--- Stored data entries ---
— Start —

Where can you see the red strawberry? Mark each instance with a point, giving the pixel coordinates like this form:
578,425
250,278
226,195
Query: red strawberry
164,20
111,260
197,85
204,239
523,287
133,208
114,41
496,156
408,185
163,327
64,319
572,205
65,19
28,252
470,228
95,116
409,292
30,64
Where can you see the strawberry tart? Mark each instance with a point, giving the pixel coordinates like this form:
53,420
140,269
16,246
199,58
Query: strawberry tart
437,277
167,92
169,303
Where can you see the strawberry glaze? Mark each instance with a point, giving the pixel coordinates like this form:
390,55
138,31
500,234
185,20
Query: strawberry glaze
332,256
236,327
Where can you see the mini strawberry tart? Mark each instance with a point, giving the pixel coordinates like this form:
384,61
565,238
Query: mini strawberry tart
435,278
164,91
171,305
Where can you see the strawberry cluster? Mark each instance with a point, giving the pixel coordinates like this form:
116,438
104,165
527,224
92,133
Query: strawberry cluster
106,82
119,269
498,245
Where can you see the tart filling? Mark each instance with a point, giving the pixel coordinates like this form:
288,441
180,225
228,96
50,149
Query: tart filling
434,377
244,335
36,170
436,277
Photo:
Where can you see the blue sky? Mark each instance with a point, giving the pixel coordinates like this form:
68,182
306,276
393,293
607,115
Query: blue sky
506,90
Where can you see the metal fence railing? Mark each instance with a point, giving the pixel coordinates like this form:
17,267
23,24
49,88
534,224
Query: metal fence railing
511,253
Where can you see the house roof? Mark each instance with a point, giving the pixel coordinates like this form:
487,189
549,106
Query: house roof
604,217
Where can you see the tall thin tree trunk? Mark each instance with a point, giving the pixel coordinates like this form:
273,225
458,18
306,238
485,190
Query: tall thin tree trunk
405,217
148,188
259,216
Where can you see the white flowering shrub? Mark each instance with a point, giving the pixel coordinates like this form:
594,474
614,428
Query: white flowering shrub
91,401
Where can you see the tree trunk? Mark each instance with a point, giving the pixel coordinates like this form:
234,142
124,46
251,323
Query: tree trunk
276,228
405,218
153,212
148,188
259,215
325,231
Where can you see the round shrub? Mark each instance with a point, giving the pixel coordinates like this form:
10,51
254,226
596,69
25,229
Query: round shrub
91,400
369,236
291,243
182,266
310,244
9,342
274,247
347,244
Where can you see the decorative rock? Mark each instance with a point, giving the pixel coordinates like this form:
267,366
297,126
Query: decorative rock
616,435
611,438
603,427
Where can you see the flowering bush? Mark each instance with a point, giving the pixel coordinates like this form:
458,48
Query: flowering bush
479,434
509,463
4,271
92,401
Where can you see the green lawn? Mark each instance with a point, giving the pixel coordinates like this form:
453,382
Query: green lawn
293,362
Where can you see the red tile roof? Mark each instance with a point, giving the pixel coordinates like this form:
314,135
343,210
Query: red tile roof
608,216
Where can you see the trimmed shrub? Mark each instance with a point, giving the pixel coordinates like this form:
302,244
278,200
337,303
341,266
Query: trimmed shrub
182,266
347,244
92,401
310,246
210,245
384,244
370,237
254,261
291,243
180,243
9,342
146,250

— End —

--- Description of the task ---
Reproduce the lines above without any changes, starting with the line that contains "Where can you see the tree" and continuing through the last line of the stored data entries.

--- Answer below ---
Where can you see the tree trunk? Mark each instance with a point, giving the pixel coordinates like this form:
234,142
124,46
251,323
Query: tree trunk
276,228
405,218
153,212
148,188
259,215
325,231
Where can you see the round shrub? Mark each instance with a point, giving the pixel coordinates like this form:
10,51
254,226
596,69
25,229
Query: round shrub
91,400
369,236
291,243
182,266
310,244
9,342
274,247
347,244
Where can you see the decorative rock? Mark each instance with a point, giving the pixel coordinates like this form:
267,366
297,126
Query: decorative rock
616,435
611,438
603,427
Where can you see the flowering bush? Mark each instance with a point, giving the pixel coordinates like this form:
458,48
Query: flowering bush
479,434
509,463
4,271
92,401
Where can you see the green lawn? Mark each instance with a point, giving the pixel coordinates like this form:
453,382
Query: green lawn
293,362
Where can you see the red tile roof? Mark each instance with a point, giving the pixel coordinates like this form:
314,135
343,210
Query: red tile roof
608,216
Where can you see the trimmed shrub? Mark each instance with a point, giving the pixel coordinates like this form:
302,244
278,200
337,303
341,266
Query: trimmed shrub
182,266
347,244
92,401
310,246
210,245
384,244
370,237
254,261
291,243
180,243
9,342
146,250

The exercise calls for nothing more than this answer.